+++ Supplied material +++
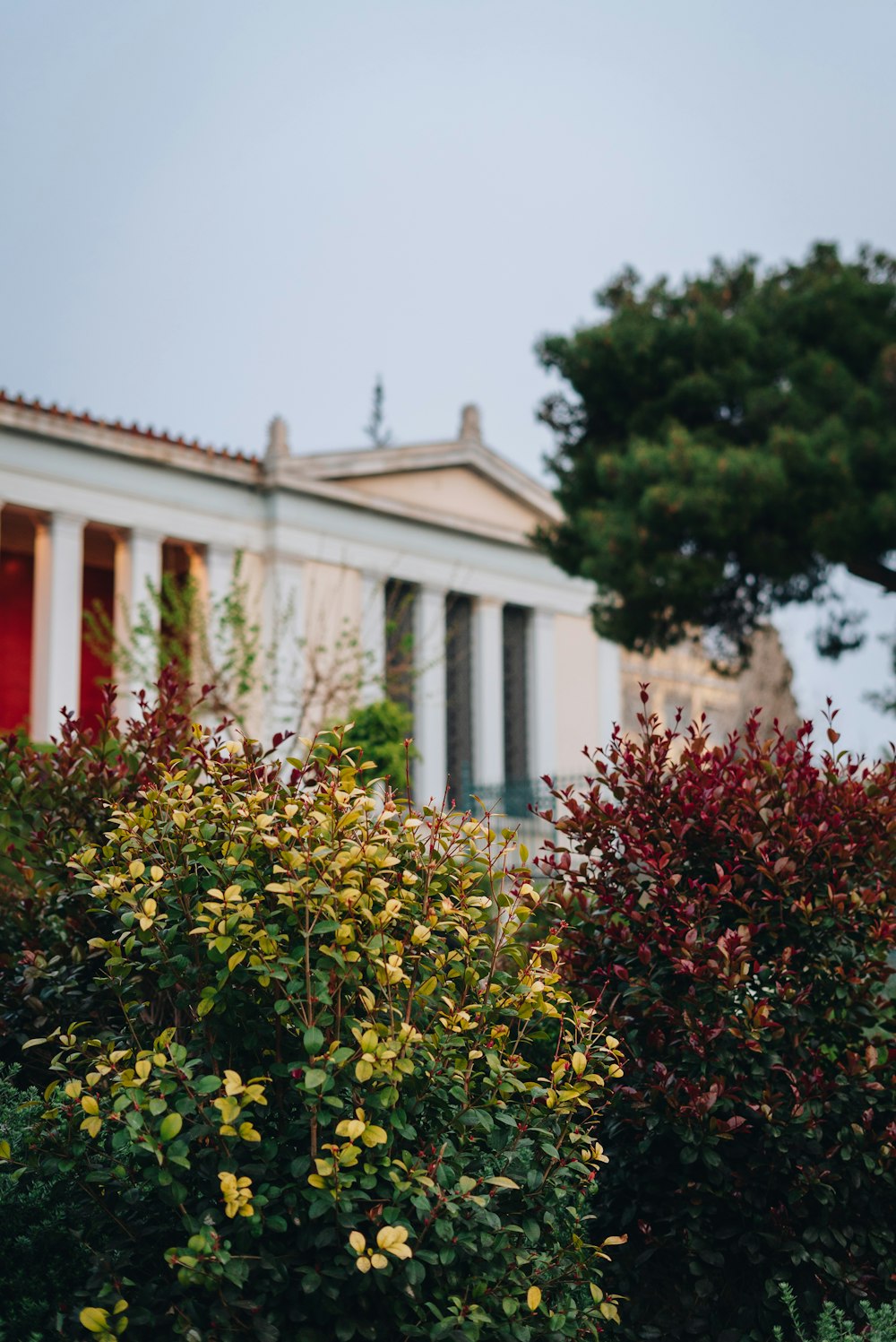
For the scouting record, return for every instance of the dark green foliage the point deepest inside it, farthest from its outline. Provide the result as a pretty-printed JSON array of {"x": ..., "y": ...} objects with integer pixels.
[
  {"x": 381, "y": 731},
  {"x": 42, "y": 1256},
  {"x": 726, "y": 442},
  {"x": 733, "y": 910},
  {"x": 833, "y": 1325}
]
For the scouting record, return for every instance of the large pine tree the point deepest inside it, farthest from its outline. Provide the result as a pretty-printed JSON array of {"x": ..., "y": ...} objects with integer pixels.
[{"x": 726, "y": 443}]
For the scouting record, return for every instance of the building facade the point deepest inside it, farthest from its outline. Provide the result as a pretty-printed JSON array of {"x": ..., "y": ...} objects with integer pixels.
[{"x": 421, "y": 550}]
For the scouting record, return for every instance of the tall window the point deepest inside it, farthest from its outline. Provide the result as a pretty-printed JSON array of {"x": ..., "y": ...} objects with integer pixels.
[
  {"x": 515, "y": 629},
  {"x": 400, "y": 602},
  {"x": 459, "y": 725}
]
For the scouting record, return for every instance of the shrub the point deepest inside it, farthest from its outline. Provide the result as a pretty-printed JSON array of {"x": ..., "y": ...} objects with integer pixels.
[
  {"x": 54, "y": 801},
  {"x": 733, "y": 912},
  {"x": 383, "y": 732},
  {"x": 318, "y": 1117},
  {"x": 833, "y": 1325},
  {"x": 42, "y": 1259}
]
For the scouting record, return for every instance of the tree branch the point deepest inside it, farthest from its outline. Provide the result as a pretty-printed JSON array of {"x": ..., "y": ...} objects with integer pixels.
[{"x": 874, "y": 572}]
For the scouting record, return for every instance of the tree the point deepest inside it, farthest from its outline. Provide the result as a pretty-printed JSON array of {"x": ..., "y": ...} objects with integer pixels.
[{"x": 728, "y": 443}]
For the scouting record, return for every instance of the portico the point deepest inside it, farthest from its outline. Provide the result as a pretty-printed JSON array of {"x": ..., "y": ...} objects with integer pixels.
[{"x": 96, "y": 513}]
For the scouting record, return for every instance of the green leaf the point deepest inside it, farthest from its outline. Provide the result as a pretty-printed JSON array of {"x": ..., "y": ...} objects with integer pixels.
[
  {"x": 205, "y": 1085},
  {"x": 313, "y": 1040},
  {"x": 170, "y": 1126}
]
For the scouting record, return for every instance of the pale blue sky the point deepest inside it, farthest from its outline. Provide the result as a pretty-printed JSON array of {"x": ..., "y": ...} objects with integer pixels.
[{"x": 216, "y": 211}]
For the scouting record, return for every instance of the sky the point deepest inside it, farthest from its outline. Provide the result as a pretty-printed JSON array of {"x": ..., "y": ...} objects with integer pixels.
[{"x": 215, "y": 212}]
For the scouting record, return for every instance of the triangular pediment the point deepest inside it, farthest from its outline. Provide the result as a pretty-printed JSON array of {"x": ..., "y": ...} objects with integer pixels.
[{"x": 466, "y": 483}]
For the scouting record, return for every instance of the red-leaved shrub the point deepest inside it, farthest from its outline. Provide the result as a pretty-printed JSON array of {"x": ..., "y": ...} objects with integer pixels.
[{"x": 733, "y": 907}]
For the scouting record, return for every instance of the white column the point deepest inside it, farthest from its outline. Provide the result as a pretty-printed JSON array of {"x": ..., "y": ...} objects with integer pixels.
[
  {"x": 286, "y": 707},
  {"x": 58, "y": 597},
  {"x": 216, "y": 583},
  {"x": 138, "y": 573},
  {"x": 431, "y": 769},
  {"x": 609, "y": 690},
  {"x": 488, "y": 694},
  {"x": 373, "y": 637},
  {"x": 542, "y": 694}
]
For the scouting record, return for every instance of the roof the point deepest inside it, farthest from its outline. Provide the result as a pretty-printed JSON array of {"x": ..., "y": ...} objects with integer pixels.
[
  {"x": 338, "y": 475},
  {"x": 359, "y": 463},
  {"x": 72, "y": 418}
]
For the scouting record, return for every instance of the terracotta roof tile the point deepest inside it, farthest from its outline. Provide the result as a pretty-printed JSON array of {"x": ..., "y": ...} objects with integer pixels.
[{"x": 149, "y": 432}]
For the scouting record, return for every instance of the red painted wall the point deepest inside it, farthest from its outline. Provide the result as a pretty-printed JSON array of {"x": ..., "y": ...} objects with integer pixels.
[
  {"x": 16, "y": 599},
  {"x": 94, "y": 670}
]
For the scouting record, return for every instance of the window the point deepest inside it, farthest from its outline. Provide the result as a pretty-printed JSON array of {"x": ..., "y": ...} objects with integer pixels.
[
  {"x": 515, "y": 637},
  {"x": 400, "y": 643}
]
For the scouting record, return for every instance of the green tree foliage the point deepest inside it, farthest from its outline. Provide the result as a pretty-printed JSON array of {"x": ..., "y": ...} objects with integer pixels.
[
  {"x": 726, "y": 443},
  {"x": 340, "y": 1091},
  {"x": 383, "y": 732}
]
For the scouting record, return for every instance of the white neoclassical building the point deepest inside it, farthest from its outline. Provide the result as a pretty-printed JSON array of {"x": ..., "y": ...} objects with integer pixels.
[{"x": 509, "y": 680}]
+++
Exercise directions: Omitting all pictures, set the listing down exactly.

Final answer:
For the scouting record, return for every instance of the dark green foliage the point deepest inside it, farthest from its outline. Provide the result as a pretty-printed JSON array of {"x": ..., "y": ...} objects with integer pixels.
[
  {"x": 381, "y": 731},
  {"x": 42, "y": 1256},
  {"x": 726, "y": 442},
  {"x": 733, "y": 910},
  {"x": 833, "y": 1325}
]
For the scouting record, return for every instance of the large pine tree the point deepest inside it, farthest from its outline. Provide the result as a pretty-printed JSON array of {"x": ..., "y": ...} objects with integer pixels.
[{"x": 726, "y": 443}]
For the scouting record, return for every instance of the building facade the point deepest inside it, farthest from its outline. Provide the result as a pretty-printed JSON array of {"x": ..., "y": ...} objects with integer pixels.
[{"x": 421, "y": 550}]
For the scouting record, return for every instance of the tall window the point deepest inside it, farthest from its outline. Provide the result as a pretty-printed JSON array of {"x": ..., "y": ...} objects with integer pixels.
[
  {"x": 515, "y": 629},
  {"x": 400, "y": 602},
  {"x": 459, "y": 725}
]
For the scouting record, return for every instance of the shrub the point deepest inside it, farthest from its outline. Provide the result as a pretty-printed JSON array of {"x": ..., "y": ...} objects with integer pixels.
[
  {"x": 54, "y": 801},
  {"x": 733, "y": 912},
  {"x": 383, "y": 732},
  {"x": 318, "y": 1117},
  {"x": 833, "y": 1325},
  {"x": 42, "y": 1259}
]
For the scouting record, return for every instance of the tree branch the point deepest inside it, farthest from its outline. Provide the result as a pretty-printed JSON array of {"x": ..., "y": ...} objects with integer pixels.
[{"x": 874, "y": 572}]
For the scouting record, return for every instance of the tree the point deepest inside it, farthest from its outline. Provide the result as a pretty-printed JSON array of {"x": ..., "y": ...} objects with integer pixels.
[{"x": 728, "y": 443}]
For the scouting record, return for every instance of the portico the point deepest inside it, farthest from its outline. Provide the result as a pretty-printed JSON array of {"x": ..., "y": ...} objects with integer pixels.
[{"x": 96, "y": 513}]
For the scouting record, return for every instance of the green leaf the point deepest inside it, farthest from its outline. Provide the result as a pretty-printed JSON array of {"x": ..., "y": ...} objects with integer pixels.
[
  {"x": 205, "y": 1085},
  {"x": 313, "y": 1040},
  {"x": 170, "y": 1126}
]
For the scouting record, return for every instance of the pale blue sky the point deepest inside it, farthest from its outline. Provide the result as a pretty-printed JSON array of {"x": ..., "y": ...} objects with integer pixels.
[{"x": 216, "y": 211}]
For the scouting record, return for every instance of the sky the point deepest inside it, farthest from its outline. Provide the result as a pretty-printed JSON array of {"x": ..., "y": ...} objects with integer pixels.
[{"x": 215, "y": 212}]
For the scouting record, return for every instance of the triangular pediment the point deepest inside it, farthest from its outline. Provide the result as a pretty-printed JSON array of {"x": ..., "y": ...} objects with integer pixels.
[{"x": 466, "y": 483}]
For the scouting record, return for every instance of the red-leaved shrub the point deepest inside it, farthest from its outline. Provide the result as a pretty-printed JSON array of {"x": ..., "y": ...} objects with integer pixels.
[{"x": 733, "y": 907}]
For the scouting record, return for every instance of the white column the point deepest inside it, farthest from its outline. Provide the result as a pretty-printed JSON array of {"x": ..., "y": ...} objects with integer pixels.
[
  {"x": 286, "y": 707},
  {"x": 58, "y": 597},
  {"x": 216, "y": 583},
  {"x": 138, "y": 573},
  {"x": 431, "y": 769},
  {"x": 609, "y": 690},
  {"x": 488, "y": 694},
  {"x": 373, "y": 637},
  {"x": 542, "y": 694}
]
For the scouting record, return for every instance of the roof the point deepest inside it, farthest from its outline. Provide the result as a pretty-printed JSON array of {"x": ..., "y": ...} objects with integer pixels.
[
  {"x": 338, "y": 475},
  {"x": 359, "y": 463},
  {"x": 72, "y": 418}
]
For the scouting record, return for every instance of the terracotta roof tile the point deepest inside it, farthest from its outline. Provide the result as a pretty-printed JSON array of {"x": ..., "y": ...} objects with integer pixels.
[{"x": 149, "y": 432}]
For the scouting record, return for every instance of the red painted wall the point deepest inside it, farthest from its outline. Provide the result as a pretty-printed JSON array of {"x": ..., "y": ...} objects with integer pixels.
[
  {"x": 16, "y": 599},
  {"x": 94, "y": 670}
]
For the scouting record, return for every instance of the window the point deepest inside it, farthest from its outline. Provide the result as a pretty-printed JSON array of {"x": ..., "y": ...} objects with integer pixels.
[
  {"x": 515, "y": 637},
  {"x": 400, "y": 643}
]
For the scouting record, return for every instance of the green tree foliage the point deepest inside it, farthest from its outline. Provide the result as a pretty-printed JSON array of {"x": ..., "y": ...} objects with integer pixels.
[
  {"x": 726, "y": 443},
  {"x": 340, "y": 1091},
  {"x": 383, "y": 732}
]
For the scouting record, return for every instance of the white neoclassical building the point deepest inside it, farthest from its outline. Provide the result as a pretty-printed JSON array of {"x": ..., "y": ...} objects with integer pixels.
[{"x": 509, "y": 680}]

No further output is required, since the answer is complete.